● GOAL
Every line from the line containing "the balcony in" through the final line of the data is to be printed exactly; no other line is to appear.

(Items from a data source)
_____
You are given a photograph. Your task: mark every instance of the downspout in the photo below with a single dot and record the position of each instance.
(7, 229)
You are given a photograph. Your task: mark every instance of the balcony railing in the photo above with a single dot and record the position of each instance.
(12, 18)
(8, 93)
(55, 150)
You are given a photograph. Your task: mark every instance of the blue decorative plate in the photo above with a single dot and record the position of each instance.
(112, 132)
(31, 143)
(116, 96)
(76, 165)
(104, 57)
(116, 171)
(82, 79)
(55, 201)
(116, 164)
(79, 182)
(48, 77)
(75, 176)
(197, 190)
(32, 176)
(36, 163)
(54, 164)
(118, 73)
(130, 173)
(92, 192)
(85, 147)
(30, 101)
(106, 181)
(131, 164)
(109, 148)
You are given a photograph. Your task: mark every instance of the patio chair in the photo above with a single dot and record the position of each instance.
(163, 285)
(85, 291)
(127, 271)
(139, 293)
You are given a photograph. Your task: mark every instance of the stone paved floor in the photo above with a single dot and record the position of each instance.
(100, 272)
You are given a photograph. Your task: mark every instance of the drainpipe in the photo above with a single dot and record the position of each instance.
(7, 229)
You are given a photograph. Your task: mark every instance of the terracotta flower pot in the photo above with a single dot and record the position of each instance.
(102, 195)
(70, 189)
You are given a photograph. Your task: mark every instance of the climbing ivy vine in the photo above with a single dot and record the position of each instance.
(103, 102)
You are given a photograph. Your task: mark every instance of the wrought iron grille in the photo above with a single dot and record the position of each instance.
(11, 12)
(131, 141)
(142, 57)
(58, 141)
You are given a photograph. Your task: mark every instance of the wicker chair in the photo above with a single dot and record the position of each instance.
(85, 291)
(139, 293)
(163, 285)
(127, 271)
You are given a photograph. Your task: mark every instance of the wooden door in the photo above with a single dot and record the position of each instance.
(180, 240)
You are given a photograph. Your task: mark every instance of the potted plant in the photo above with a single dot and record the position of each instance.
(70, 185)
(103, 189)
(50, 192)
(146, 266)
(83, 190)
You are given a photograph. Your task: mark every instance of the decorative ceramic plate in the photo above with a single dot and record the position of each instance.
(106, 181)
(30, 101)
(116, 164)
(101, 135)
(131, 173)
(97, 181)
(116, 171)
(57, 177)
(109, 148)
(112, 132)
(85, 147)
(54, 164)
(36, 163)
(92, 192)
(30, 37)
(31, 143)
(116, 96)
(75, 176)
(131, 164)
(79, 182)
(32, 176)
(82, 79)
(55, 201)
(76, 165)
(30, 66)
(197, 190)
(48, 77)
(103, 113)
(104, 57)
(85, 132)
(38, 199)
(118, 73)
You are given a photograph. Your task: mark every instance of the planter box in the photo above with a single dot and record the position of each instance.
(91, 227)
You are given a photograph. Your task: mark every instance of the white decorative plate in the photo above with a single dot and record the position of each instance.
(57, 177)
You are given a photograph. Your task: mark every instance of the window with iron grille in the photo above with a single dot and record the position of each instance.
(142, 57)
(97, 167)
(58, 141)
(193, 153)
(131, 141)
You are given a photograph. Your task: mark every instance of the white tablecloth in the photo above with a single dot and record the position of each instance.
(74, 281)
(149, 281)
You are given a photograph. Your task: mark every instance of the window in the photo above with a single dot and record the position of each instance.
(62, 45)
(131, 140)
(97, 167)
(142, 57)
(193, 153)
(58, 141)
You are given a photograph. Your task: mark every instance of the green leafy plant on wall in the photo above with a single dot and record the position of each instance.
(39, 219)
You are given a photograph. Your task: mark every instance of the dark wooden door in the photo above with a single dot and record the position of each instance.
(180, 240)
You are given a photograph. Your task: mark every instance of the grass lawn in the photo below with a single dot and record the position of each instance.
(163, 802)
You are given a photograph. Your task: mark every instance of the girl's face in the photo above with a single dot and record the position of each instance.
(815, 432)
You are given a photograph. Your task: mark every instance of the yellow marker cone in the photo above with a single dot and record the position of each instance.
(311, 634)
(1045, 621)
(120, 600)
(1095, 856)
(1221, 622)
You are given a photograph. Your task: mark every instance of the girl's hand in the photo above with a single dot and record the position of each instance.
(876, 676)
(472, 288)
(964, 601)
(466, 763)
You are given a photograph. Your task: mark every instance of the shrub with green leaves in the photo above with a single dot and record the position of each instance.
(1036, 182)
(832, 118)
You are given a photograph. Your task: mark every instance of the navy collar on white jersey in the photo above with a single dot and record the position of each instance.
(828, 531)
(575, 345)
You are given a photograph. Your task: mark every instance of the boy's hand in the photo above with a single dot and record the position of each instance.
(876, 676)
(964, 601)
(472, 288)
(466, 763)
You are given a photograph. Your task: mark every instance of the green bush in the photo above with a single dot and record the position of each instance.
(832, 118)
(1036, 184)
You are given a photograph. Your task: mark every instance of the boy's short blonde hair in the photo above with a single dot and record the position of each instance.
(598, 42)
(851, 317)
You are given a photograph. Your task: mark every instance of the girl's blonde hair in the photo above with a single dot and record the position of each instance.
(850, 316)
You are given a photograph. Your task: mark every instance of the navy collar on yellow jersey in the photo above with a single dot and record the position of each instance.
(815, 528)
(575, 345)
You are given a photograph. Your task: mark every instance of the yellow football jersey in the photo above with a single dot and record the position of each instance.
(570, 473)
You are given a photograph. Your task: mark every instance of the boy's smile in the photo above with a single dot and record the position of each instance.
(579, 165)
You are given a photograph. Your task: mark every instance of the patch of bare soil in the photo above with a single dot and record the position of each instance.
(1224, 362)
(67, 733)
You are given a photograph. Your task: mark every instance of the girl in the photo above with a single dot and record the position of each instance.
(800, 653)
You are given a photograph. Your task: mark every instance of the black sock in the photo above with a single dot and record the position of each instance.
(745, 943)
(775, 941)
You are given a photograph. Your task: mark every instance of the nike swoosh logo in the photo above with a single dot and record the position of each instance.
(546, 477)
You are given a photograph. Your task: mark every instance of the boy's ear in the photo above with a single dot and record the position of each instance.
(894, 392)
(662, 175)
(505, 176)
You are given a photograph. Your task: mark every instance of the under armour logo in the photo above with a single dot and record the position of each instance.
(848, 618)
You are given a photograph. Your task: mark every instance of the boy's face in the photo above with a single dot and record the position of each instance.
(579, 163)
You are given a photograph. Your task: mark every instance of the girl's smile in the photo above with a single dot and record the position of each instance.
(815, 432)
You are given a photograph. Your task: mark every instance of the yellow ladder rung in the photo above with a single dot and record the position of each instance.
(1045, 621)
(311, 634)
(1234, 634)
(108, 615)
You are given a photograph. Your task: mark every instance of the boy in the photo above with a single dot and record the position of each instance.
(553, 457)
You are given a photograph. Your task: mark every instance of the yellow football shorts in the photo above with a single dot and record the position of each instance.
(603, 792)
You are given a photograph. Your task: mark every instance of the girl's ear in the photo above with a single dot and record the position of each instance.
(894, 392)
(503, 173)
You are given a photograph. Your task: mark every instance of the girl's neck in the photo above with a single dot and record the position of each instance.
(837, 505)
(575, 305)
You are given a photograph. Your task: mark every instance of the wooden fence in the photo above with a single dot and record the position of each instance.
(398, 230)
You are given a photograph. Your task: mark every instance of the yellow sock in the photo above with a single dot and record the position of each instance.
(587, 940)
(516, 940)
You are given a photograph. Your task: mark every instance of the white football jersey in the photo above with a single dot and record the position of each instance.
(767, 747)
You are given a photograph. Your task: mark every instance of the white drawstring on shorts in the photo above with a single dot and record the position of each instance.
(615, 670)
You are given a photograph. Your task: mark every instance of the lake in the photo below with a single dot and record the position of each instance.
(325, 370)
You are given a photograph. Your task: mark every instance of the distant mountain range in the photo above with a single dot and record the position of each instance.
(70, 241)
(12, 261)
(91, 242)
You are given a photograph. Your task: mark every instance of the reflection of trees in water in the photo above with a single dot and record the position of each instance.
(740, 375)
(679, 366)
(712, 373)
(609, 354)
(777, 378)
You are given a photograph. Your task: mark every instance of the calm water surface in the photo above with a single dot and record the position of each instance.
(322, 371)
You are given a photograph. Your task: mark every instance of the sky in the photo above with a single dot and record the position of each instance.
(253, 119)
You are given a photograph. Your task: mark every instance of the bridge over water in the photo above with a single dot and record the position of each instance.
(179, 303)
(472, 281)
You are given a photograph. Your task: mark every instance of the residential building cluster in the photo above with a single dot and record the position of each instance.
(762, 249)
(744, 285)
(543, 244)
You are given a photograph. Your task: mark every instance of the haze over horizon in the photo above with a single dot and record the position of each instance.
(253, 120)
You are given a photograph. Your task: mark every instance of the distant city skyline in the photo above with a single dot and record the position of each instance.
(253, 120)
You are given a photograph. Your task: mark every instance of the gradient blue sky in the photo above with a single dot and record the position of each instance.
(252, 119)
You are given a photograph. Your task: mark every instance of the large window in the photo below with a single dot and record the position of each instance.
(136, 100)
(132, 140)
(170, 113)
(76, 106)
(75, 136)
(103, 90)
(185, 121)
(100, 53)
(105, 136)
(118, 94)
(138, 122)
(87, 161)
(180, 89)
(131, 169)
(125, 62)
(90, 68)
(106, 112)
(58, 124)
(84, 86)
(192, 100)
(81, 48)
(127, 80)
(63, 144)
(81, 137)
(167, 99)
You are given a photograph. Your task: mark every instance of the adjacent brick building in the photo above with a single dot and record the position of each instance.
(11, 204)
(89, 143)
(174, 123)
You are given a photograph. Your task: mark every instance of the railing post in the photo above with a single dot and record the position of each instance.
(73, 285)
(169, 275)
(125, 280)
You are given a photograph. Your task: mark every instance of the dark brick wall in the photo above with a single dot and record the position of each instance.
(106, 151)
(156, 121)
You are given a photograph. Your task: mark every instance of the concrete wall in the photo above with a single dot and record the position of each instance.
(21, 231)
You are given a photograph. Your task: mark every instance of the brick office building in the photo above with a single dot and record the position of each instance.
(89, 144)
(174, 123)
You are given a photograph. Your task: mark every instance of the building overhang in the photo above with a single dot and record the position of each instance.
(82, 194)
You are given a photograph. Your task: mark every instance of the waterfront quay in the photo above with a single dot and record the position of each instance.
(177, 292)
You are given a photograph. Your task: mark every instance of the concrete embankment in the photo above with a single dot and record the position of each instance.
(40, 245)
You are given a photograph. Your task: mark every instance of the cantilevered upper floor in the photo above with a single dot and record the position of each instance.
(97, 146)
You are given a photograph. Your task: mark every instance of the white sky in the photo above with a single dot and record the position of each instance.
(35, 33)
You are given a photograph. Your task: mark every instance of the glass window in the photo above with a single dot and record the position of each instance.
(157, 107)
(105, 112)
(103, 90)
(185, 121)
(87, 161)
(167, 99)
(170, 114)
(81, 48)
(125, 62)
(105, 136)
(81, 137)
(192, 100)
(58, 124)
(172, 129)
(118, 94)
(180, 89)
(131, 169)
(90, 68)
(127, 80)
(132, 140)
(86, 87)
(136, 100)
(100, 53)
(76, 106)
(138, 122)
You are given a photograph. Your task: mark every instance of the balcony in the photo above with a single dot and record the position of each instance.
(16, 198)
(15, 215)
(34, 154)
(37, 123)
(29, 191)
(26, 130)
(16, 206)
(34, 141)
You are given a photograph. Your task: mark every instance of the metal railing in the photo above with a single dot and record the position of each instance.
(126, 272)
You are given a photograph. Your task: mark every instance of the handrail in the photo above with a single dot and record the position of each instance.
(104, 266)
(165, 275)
_____
● RESPONSE FOR THIS EXERCISE
You are given a photograph. Your task: mark every instance of the balcony in the photo above with a single dot and record the position of each instance.
(16, 198)
(15, 215)
(34, 154)
(37, 123)
(29, 191)
(26, 130)
(16, 206)
(34, 141)
You are given a photograph. Your task: mark every instance of the metal railing in the photo above with a single dot and record the position of each instance.
(126, 272)
You are given a photograph. Your task: mark every instance of the handrail in the photo above with a single dot and record the position of each instance.
(104, 266)
(165, 275)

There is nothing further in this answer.